** Start Extracted material **

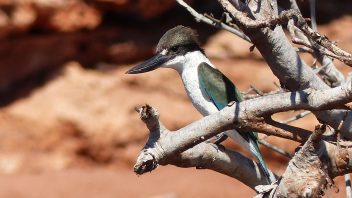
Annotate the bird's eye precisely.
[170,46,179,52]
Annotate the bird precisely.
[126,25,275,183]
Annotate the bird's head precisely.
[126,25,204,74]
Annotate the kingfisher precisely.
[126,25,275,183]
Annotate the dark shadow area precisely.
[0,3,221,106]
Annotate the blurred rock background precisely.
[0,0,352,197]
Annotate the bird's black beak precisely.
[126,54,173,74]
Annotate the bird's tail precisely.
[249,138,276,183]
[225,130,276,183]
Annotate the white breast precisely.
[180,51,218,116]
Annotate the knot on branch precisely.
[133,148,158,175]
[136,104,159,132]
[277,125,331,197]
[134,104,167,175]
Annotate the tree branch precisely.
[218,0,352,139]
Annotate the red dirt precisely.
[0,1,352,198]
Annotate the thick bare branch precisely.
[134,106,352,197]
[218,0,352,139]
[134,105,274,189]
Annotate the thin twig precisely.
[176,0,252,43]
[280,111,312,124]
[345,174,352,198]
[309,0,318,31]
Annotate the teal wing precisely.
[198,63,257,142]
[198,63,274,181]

** End Extracted material **
** Start Extracted material **

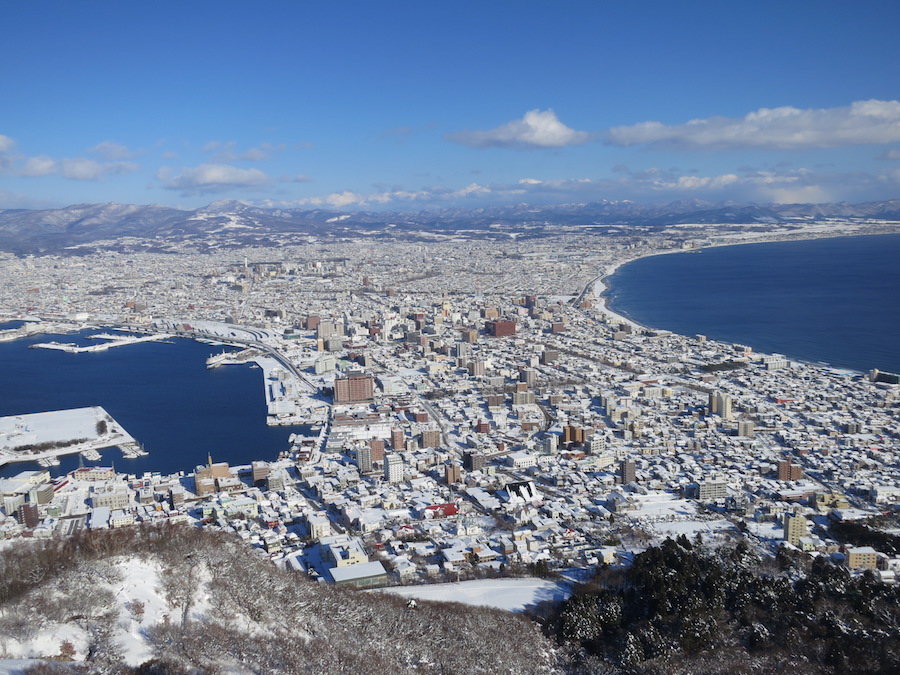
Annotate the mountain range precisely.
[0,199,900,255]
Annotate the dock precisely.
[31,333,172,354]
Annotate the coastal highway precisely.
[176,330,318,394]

** End Extracted material **

- Exercise brief -
Rewrite the lines starting with the one that contains "Annotate the bird's eye precisely." and ending with the one that contains "[225,130,276,183]", changing "bird's" to "kingfisher's" and leaving everything else the same. Return only those lines.

- Complete output -
Annotate the kingfisher's eye precisely.
[170,46,179,52]
Annotate the bird precisely.
[126,25,275,183]
Annotate the kingfisher's head precisely.
[126,25,204,74]
Annotate the kingfisher precisely.
[126,25,275,183]
Annotate the dark shadow area precisely.
[0,3,221,106]
Annotate the blurred rock background precisely.
[0,0,352,197]
Annotate the kingfisher's black beak precisely.
[126,54,173,74]
Annotate the kingfisher's tail precisely.
[249,138,276,183]
[225,130,276,183]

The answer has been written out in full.